### Passage for review
--
A new study finds that young adults with a history of mild traumatic brain injury (mTBI), or concussions, can experience persistent cognitive changes as well as altered brain activity.

“Multiple concussions, even after general symptoms have subsided, decrease an individual’s ability to flexibly shift their mode of thinking,” said Dr. Robert Ross, assistant professor of psychology at the University of New Hampshire.

“We found that these decreases in performance are associated with changes in how the brain communicates information.”

For the study, researchers evaluated a group of young adults ranging in age from 18 to 24 who had experienced at least two concussions with the most recent one being at least a month before the testing.

The participants had to switch between two different tasks which involved telling the difference between colors and shapes, like red and green and circle or square. Cognitive changes, like working memory and processing speed, were noted; oscillatory activity, or brain waves, were monitored with an electroencephalogram (EEG), which tests for changes in the brainwaves.

In both the concussion patients and the control group, the research team looked for differences in three different types of brain waves and their effects on executive function, which involves the ability to control attention, inhibition, performance, flexibility, stability, working memory and planning.

The findings reveal an overall lower performance rate among participants in the concussion group during the task-switching exercise. They were less accurate and processing performance was low.
--
### What is required
Continue the report on the concussion study in young adults from its final sentence onward.
--
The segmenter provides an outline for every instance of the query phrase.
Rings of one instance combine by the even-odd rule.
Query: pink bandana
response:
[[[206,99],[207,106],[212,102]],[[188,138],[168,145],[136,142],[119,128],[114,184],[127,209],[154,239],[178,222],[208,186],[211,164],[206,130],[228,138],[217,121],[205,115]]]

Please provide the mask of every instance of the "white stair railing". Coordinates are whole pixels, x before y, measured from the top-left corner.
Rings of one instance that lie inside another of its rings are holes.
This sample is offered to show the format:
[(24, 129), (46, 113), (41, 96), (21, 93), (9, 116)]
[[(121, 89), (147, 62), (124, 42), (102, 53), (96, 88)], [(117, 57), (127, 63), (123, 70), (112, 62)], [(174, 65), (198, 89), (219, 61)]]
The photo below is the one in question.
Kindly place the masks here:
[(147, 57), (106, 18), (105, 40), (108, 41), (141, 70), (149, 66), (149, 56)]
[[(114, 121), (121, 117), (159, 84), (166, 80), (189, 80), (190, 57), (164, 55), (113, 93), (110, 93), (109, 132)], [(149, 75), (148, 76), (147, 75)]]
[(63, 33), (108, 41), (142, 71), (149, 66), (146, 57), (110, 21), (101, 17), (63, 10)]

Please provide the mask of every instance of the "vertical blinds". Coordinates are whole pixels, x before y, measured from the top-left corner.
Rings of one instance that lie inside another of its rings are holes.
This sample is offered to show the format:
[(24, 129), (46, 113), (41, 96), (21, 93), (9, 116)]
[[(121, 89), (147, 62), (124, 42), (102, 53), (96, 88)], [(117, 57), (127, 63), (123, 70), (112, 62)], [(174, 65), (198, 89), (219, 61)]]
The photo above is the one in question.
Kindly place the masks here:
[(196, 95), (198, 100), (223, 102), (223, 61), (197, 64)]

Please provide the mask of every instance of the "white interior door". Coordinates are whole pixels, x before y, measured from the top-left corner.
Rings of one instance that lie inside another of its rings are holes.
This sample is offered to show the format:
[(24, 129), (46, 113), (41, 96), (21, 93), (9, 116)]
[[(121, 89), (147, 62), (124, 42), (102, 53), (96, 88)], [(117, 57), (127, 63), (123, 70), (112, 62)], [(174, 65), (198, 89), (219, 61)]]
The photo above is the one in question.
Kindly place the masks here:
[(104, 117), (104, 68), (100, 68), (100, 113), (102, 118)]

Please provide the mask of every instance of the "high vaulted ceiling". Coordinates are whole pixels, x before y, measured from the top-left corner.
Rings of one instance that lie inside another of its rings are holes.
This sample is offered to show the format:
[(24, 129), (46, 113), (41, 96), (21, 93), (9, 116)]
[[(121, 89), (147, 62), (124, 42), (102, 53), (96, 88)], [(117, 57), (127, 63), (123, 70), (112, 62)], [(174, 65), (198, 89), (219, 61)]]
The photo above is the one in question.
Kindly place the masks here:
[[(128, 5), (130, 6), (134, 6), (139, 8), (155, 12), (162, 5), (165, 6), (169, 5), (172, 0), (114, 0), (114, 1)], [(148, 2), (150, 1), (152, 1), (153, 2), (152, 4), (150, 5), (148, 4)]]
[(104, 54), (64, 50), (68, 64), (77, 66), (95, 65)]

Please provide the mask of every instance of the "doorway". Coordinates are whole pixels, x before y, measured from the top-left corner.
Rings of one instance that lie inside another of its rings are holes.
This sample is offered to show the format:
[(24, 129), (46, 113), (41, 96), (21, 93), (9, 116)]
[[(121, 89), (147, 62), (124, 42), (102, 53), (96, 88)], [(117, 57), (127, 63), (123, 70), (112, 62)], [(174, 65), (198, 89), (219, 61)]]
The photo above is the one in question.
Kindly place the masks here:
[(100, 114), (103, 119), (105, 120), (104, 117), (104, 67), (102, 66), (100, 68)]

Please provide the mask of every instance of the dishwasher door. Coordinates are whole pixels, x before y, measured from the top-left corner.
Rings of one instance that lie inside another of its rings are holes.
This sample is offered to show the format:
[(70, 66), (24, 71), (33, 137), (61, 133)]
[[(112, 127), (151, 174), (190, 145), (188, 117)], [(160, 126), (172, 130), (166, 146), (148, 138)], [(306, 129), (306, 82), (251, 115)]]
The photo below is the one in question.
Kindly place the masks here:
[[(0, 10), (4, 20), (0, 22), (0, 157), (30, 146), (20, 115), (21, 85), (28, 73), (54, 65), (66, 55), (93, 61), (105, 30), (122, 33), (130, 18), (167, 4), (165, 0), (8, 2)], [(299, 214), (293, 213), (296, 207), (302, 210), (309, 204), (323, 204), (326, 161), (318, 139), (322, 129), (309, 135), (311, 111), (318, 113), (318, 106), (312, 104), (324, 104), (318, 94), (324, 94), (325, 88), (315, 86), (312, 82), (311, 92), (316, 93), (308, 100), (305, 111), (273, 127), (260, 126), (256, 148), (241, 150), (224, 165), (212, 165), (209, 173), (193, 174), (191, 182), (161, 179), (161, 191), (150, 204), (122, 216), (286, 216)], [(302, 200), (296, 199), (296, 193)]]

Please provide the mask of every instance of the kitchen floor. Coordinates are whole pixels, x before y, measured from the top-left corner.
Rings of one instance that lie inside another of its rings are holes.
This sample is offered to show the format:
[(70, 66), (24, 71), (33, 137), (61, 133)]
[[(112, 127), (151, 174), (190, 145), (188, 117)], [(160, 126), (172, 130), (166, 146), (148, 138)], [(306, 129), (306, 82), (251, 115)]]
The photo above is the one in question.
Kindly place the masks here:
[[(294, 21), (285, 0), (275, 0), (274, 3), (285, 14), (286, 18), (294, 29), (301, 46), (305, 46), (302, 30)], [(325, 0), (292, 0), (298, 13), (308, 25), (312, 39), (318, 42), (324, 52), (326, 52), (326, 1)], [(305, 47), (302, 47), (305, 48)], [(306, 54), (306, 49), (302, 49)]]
--
### Answer to this task
“This is important because in the United States more than one and a half million people suffer traumatic brain injuries each year,” said Dr. Daniel Seichepine, assistant professor of psychology and neuropsychology and a co-author on the study.

“Most concussion-related studies focus on older adults or professional athletes, but these findings offer insight into the cognitive changes many young adults may suffer even years after their injury.”

The researchers hope the new findings will help develop better targeted treatment strategies for young concussion patients as they age.

Motor vehicle crashes are the leading cause of traumatic brain injury hospitalizations for adolescents and persons 15-44 years of age. Motor vehicle traffic injury is the leading cause of TBI-related death; rates are highest for adults aged 20 to 24 years, according to the Centers for Disease Control and Prevention.

Sports and recreational activities contribute to about 21 percent of all traumatic brain injuries among American children and adolescents, according to the American Association of Neurological Surgeons.

The findings are published in the European Journal of Neuroscience.